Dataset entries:
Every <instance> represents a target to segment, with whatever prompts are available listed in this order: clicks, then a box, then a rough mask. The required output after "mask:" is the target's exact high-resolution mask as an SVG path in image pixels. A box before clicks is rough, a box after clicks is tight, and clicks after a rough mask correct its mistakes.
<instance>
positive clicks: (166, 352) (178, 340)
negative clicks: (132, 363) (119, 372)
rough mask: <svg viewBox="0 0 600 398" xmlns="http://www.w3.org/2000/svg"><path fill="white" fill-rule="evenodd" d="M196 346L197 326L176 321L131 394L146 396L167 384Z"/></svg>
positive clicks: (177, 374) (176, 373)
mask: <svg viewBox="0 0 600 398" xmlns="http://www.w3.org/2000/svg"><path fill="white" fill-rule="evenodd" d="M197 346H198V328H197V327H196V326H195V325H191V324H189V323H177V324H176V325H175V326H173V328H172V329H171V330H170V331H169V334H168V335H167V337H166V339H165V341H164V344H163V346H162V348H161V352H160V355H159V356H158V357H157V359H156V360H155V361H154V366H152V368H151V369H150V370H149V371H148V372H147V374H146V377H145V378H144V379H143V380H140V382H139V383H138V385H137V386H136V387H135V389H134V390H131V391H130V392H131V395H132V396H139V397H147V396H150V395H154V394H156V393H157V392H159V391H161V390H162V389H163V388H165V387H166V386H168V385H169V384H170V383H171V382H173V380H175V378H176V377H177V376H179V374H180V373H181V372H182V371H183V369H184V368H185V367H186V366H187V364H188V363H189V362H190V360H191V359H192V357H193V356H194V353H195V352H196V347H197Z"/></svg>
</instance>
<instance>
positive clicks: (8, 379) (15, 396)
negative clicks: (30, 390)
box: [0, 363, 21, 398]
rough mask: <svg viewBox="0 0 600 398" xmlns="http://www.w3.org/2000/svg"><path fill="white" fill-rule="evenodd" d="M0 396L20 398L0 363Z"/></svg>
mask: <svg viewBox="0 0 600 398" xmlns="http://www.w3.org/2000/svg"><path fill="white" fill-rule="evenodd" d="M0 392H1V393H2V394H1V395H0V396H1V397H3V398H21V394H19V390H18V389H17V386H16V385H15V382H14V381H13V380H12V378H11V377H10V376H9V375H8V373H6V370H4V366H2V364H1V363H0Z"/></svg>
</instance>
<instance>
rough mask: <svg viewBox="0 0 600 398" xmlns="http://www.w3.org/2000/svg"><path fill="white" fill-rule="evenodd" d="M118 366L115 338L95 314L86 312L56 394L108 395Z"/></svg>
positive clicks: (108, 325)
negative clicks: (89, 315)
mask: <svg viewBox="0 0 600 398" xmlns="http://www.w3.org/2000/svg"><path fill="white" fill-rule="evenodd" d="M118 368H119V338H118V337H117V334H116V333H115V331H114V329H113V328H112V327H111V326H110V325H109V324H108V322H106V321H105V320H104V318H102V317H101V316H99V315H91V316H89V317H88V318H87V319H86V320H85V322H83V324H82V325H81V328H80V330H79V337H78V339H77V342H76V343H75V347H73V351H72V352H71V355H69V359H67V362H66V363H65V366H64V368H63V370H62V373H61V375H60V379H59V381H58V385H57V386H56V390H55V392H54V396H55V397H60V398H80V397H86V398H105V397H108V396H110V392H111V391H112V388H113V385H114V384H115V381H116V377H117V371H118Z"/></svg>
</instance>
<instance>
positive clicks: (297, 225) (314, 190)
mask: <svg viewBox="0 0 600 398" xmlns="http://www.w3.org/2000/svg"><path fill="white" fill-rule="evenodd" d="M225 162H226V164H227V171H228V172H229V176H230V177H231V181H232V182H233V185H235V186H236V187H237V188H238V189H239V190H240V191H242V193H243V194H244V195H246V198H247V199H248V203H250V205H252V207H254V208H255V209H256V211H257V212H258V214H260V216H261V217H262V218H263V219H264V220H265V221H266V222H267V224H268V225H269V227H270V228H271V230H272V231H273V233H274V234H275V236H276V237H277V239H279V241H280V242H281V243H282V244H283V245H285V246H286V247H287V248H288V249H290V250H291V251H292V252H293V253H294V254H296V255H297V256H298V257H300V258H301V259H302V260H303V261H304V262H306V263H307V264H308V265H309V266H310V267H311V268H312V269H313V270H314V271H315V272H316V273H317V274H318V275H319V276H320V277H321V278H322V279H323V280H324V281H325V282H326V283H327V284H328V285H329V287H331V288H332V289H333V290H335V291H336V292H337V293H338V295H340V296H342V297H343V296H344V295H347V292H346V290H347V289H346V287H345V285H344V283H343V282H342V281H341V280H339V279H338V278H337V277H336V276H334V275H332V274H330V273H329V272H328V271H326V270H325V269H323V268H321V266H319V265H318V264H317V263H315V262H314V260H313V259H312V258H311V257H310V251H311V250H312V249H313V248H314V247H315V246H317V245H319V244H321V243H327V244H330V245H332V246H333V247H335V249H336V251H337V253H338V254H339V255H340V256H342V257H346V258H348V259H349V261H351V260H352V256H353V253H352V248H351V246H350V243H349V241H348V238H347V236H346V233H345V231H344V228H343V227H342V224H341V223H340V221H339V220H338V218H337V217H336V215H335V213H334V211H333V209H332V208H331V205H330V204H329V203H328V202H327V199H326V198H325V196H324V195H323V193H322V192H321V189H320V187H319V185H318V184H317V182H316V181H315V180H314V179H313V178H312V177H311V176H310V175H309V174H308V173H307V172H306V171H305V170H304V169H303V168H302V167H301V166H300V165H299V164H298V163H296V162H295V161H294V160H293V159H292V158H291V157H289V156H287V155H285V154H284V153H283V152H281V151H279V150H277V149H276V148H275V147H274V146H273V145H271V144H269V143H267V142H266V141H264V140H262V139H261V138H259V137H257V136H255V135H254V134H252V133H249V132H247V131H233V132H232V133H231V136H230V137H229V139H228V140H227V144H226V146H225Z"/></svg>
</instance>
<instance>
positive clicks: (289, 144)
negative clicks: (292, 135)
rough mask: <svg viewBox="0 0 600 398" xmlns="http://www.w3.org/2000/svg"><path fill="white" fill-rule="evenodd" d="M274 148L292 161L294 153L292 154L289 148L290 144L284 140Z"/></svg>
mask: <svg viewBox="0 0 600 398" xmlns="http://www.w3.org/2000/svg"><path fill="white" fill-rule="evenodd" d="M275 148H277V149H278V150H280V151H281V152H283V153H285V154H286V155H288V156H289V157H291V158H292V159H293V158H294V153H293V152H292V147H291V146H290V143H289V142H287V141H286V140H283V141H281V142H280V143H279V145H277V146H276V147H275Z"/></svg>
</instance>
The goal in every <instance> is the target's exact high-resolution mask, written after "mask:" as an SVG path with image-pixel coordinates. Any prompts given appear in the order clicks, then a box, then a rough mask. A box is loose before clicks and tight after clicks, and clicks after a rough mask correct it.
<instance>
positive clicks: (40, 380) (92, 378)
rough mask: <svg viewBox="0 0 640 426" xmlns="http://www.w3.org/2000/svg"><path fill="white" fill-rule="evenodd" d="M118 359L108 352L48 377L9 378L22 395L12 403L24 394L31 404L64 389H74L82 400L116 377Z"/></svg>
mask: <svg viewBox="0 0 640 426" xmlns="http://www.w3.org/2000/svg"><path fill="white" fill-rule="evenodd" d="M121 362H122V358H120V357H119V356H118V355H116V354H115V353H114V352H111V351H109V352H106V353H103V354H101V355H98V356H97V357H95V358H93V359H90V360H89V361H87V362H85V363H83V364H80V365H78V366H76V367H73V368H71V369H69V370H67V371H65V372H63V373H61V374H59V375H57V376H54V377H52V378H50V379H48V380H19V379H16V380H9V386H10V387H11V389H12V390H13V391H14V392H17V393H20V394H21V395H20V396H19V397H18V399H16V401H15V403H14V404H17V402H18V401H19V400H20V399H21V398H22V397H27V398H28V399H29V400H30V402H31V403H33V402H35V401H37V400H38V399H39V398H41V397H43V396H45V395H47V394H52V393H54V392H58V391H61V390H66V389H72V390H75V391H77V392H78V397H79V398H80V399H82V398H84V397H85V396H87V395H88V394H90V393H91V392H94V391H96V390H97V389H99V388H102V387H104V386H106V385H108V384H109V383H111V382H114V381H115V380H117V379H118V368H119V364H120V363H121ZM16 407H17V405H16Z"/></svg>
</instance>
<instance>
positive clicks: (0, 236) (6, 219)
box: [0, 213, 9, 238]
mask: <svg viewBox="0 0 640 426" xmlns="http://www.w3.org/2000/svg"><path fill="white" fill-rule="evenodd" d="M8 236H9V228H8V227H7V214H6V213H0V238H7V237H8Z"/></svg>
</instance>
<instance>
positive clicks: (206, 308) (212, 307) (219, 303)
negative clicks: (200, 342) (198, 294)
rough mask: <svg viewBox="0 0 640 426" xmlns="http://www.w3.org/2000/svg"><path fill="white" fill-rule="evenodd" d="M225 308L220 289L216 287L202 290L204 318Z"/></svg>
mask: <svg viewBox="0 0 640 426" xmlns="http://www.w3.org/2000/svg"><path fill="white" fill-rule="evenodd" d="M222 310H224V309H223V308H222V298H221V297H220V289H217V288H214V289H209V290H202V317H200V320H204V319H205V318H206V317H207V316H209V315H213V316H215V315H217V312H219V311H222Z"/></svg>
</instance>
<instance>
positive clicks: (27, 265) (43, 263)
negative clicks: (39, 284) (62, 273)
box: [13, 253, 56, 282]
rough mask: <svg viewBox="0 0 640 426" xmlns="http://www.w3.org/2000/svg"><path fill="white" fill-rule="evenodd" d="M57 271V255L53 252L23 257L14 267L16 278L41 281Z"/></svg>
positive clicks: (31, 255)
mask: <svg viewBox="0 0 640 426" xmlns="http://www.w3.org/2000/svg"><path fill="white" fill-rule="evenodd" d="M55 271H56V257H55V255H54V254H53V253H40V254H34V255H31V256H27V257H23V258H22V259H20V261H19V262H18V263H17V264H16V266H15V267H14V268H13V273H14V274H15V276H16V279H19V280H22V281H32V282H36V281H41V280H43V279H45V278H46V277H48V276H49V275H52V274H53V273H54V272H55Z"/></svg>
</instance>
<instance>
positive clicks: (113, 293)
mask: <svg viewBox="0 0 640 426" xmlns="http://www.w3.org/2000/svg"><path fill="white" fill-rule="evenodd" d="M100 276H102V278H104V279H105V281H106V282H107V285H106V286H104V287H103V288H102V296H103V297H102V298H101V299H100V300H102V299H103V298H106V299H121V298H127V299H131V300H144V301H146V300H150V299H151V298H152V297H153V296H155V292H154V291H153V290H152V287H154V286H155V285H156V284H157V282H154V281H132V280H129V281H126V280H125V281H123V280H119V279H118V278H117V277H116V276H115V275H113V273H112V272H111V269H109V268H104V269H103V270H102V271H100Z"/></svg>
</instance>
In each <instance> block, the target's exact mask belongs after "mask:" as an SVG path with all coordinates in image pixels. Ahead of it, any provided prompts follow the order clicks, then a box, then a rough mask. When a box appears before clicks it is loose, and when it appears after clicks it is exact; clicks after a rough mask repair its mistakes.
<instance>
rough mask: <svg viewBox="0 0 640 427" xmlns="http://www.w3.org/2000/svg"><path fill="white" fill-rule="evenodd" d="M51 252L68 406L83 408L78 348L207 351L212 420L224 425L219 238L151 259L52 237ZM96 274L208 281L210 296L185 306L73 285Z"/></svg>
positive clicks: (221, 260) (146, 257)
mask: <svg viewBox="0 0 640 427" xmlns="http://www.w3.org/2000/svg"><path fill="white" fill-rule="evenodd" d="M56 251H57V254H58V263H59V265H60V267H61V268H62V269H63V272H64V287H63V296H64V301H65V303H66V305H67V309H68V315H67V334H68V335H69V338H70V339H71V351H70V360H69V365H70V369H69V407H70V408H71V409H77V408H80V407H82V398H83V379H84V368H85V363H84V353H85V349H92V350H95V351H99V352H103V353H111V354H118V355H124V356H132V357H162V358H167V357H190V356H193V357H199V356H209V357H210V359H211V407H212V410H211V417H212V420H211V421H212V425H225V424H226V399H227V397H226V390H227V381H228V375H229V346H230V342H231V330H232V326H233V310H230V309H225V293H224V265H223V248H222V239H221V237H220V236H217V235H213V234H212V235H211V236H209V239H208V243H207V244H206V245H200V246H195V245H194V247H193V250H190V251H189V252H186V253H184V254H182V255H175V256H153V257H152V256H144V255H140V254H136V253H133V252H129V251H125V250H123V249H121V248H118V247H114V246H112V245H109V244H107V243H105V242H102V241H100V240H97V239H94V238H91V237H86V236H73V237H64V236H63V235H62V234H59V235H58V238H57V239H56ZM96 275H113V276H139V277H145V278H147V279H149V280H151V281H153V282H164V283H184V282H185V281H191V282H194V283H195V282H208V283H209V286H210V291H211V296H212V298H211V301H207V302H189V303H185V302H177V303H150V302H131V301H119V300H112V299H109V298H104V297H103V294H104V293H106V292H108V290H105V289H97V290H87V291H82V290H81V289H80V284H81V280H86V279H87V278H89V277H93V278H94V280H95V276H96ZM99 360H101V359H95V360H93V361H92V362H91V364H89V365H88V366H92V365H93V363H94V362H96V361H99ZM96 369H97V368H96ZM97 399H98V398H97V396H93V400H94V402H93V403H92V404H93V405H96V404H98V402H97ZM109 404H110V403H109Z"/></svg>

* _Task requirements_
Every line above from the line with "positive clicks: (206, 308)" to the line with "271V255L53 252L23 257L14", inclusive, must be returned exactly; no other line belongs in the reply.

* _Result of the exercise_
positive clicks: (206, 308) (212, 307) (219, 303)
negative clicks: (200, 342) (198, 294)
rough mask: <svg viewBox="0 0 640 426" xmlns="http://www.w3.org/2000/svg"><path fill="white" fill-rule="evenodd" d="M225 308L220 289L216 287L202 290L204 318Z"/></svg>
mask: <svg viewBox="0 0 640 426" xmlns="http://www.w3.org/2000/svg"><path fill="white" fill-rule="evenodd" d="M222 310H224V309H223V308H222V298H221V297H220V289H217V288H214V289H209V290H202V317H200V320H204V319H205V318H206V317H207V316H209V315H213V316H215V315H217V312H219V311H222Z"/></svg>
</instance>
<instance>
positive clicks: (27, 265) (43, 263)
negative clicks: (39, 284) (62, 273)
box: [13, 253, 56, 282]
rough mask: <svg viewBox="0 0 640 426" xmlns="http://www.w3.org/2000/svg"><path fill="white" fill-rule="evenodd" d="M57 271V255L53 252L23 257L14 267L16 278L41 281Z"/></svg>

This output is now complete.